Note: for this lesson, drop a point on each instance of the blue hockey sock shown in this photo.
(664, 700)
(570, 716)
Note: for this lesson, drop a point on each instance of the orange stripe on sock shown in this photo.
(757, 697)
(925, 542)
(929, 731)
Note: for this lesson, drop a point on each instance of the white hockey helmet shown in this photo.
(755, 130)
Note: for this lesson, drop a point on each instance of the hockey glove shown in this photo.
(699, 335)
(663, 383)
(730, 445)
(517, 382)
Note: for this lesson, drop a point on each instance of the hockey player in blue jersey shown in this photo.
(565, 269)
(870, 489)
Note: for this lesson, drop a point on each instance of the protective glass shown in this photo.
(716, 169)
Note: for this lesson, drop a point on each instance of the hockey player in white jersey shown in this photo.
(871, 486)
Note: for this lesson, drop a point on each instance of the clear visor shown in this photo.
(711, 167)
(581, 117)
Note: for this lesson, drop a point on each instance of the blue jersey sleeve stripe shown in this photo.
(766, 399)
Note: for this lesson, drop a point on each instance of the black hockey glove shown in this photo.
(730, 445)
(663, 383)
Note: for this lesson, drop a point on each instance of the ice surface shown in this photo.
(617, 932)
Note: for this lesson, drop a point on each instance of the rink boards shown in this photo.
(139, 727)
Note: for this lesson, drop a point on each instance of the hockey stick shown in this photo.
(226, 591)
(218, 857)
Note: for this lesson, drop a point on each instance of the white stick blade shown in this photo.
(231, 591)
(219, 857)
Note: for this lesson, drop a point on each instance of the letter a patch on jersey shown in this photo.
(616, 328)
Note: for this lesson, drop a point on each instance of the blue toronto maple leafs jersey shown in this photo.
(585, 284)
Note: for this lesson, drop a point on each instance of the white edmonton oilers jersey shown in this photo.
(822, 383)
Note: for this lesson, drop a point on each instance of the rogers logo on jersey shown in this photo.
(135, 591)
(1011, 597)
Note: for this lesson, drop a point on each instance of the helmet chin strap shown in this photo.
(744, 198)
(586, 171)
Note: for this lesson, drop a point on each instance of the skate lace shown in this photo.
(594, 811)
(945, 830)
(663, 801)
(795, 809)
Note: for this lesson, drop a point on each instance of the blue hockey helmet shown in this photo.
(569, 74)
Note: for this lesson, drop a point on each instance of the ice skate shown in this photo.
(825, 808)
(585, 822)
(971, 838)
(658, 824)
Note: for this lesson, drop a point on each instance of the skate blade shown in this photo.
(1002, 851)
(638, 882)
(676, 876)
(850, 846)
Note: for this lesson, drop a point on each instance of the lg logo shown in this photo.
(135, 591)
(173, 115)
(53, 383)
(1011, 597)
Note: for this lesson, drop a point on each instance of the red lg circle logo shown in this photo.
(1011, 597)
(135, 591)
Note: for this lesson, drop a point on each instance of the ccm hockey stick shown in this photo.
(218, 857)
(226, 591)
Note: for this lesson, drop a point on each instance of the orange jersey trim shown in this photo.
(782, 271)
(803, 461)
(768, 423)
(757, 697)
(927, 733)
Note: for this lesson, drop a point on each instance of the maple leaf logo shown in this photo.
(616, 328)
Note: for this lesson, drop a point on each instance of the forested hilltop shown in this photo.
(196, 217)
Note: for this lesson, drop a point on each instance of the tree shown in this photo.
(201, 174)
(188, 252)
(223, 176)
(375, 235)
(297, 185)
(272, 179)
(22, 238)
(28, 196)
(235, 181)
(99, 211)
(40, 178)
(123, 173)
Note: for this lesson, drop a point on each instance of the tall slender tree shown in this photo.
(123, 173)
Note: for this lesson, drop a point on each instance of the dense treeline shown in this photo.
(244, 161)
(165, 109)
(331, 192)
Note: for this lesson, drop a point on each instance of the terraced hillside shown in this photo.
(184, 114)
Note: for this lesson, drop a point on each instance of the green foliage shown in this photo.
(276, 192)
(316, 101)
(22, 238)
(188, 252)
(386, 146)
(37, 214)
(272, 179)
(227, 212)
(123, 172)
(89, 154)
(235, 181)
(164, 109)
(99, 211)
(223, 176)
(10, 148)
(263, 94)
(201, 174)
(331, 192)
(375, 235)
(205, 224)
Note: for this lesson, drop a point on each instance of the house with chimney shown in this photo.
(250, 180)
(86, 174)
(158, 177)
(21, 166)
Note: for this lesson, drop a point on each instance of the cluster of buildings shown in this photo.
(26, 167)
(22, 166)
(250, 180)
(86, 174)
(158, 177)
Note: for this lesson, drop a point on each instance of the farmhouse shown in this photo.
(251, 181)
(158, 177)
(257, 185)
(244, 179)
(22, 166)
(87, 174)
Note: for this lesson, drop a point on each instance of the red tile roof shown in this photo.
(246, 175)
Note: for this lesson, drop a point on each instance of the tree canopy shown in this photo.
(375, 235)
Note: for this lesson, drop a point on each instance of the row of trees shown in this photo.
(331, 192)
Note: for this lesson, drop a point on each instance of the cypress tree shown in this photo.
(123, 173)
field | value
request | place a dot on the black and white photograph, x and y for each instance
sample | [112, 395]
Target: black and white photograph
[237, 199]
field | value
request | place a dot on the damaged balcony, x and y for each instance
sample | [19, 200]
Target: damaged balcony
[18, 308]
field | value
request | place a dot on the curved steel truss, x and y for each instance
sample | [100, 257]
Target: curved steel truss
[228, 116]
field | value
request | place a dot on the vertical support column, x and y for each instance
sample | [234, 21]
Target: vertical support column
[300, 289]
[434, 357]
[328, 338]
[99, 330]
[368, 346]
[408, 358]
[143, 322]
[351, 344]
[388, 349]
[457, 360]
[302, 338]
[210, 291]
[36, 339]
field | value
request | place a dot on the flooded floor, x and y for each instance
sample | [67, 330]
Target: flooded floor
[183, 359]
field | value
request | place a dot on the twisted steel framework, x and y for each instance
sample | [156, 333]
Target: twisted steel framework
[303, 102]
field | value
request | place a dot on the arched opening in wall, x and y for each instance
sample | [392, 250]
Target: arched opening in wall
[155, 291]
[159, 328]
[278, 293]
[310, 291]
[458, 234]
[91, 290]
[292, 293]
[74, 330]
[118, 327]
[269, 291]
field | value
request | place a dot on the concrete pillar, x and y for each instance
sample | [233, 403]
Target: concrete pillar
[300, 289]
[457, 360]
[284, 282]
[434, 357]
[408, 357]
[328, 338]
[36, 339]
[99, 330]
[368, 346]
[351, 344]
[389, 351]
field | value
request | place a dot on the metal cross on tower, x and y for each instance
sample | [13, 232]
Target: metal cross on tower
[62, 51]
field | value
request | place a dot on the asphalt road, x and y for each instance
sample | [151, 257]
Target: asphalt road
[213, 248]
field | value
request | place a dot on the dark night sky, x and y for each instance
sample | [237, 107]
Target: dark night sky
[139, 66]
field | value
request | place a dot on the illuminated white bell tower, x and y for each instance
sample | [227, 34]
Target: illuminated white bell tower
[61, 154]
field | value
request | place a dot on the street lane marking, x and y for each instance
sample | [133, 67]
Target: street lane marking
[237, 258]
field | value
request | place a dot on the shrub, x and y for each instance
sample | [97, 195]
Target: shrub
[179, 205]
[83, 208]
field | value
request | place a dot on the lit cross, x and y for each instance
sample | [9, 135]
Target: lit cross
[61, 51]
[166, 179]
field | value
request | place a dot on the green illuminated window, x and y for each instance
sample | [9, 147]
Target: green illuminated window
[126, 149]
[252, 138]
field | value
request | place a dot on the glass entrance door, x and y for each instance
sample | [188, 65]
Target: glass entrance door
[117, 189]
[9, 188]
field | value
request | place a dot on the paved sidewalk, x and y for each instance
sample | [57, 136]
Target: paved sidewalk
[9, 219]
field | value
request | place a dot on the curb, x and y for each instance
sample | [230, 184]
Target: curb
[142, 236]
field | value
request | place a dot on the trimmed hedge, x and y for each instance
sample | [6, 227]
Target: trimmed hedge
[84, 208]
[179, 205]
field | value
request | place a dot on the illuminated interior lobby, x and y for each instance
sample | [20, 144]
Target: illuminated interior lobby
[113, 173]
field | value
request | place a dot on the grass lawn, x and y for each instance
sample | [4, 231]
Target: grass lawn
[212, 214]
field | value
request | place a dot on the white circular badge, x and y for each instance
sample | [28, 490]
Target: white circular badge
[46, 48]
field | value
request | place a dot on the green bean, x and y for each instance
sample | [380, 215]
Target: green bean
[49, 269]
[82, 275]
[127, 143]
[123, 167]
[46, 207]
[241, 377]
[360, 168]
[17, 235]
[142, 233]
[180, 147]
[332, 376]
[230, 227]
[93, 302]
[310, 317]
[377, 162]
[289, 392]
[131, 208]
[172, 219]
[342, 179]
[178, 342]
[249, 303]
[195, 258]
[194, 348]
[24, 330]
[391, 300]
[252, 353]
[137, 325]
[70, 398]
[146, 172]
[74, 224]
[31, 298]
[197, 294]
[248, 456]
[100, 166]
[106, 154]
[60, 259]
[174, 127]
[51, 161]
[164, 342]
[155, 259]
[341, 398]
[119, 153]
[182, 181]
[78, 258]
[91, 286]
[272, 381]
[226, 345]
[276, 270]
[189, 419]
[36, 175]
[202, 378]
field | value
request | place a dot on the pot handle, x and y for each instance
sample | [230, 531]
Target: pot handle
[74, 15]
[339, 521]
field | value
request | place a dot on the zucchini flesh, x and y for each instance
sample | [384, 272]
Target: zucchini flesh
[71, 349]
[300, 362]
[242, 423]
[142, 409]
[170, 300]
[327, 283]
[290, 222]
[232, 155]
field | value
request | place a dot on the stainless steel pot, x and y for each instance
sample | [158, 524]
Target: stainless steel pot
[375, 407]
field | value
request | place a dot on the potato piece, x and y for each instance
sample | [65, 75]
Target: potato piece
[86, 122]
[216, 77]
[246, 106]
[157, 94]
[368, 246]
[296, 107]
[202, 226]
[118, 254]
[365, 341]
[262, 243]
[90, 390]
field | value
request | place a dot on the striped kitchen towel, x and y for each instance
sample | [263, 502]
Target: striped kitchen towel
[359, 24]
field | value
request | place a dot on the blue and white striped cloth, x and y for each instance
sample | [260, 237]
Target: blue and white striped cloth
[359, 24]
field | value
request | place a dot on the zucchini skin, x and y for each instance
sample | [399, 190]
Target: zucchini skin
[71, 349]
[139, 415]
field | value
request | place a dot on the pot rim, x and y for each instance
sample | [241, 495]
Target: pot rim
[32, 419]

### Exercise aim
In the data above, find the line with "sample | [158, 524]" and the line with "request | place a dot on the zucchini skin, x". Retype both, plus every line between them, exactly.

### Exercise output
sample | [158, 524]
Target: stainless steel pot
[375, 407]
field | value
request | place a dot on the potato piece, x and y for each instance
sample | [65, 75]
Target: potato piece
[86, 122]
[216, 77]
[246, 106]
[157, 94]
[368, 246]
[296, 107]
[202, 226]
[118, 254]
[365, 341]
[262, 243]
[90, 390]
field | value
request | place a dot on the striped kitchen towel, x and y for each instance
sample | [263, 502]
Target: striped kitchen towel
[359, 24]
field | value
request | place a dot on the blue and white striped cloth, x and y for each instance
sample | [260, 237]
Target: blue and white striped cloth
[359, 24]
field | value
request | place a dot on the zucchini skin, x and y for each instance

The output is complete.